O que fazer
Extraia do trecho sobre a crise ecológica tudo o que vai desde "No mesmo ritmo" até "político e econômico.", copiando cada palavra sem nenhuma alteração.

Trecho fornecido

* * *

Todavia, esse cenário se alterou e essa mudança decorre, especialmente, dos
graves sinais da crise ecológica que se apresentam para a humanidade.
Para compreender a mudança de paradigma, necessário que sejam
levados em consideração dois processos concomitantes e interligados: o
desenvolvimento de uma consciência ambiental globalmente difundida e a
necessidade premente de formulação de políticas públicas de proteção ao
ambiente.
No mesmo ritmo em que a preocupação com questões ambientais se
tornou prioridade para setores sociais cada dia mais amplos, o ativismo verde
deixou o campo exclusivo das organizações não governamentais e ingressou
no debate político e econômico.

* * *

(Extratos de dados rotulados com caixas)
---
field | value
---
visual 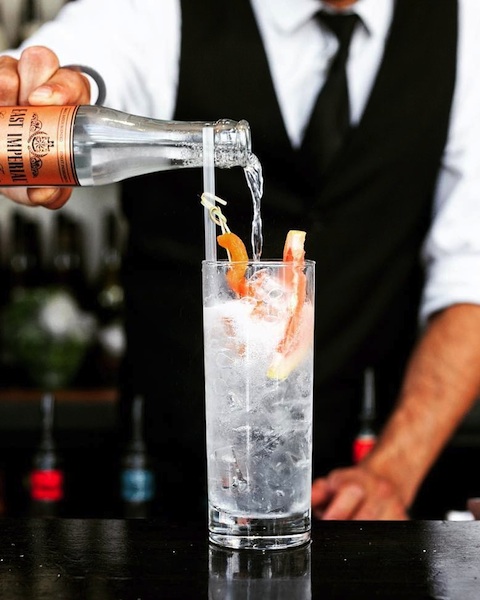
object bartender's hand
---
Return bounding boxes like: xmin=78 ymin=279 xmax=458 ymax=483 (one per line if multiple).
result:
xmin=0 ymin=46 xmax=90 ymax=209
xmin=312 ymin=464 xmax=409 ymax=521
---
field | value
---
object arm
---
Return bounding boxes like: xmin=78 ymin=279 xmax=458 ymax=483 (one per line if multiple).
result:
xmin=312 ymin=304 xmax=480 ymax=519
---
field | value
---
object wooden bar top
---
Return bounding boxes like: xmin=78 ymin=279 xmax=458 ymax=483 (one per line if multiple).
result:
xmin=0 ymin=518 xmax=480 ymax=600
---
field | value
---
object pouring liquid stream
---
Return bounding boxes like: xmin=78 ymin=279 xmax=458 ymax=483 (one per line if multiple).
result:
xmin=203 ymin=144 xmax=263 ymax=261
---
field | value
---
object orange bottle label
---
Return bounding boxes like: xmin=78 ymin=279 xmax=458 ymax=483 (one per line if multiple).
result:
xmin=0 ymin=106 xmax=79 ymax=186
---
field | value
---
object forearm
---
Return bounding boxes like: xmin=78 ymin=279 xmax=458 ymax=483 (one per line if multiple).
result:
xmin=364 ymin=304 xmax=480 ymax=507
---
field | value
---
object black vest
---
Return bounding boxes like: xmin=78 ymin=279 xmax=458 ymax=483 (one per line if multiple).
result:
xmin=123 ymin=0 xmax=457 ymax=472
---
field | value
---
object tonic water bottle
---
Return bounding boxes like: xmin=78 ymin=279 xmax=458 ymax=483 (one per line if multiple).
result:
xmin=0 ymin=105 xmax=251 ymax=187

* * *

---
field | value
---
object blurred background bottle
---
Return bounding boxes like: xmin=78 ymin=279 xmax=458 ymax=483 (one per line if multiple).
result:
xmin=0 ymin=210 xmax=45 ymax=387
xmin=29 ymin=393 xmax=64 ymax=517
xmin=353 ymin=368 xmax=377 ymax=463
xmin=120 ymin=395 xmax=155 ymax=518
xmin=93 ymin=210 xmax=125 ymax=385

* * *

Resultado do exercício
No mesmo ritmo em que a preocupação com questões ambientais se
tornou prioridade para setores sociais cada dia mais amplos, o ativismo verde
deixou o campo exclusivo das organizações não governamentais e ingressou
no debate político e econômico.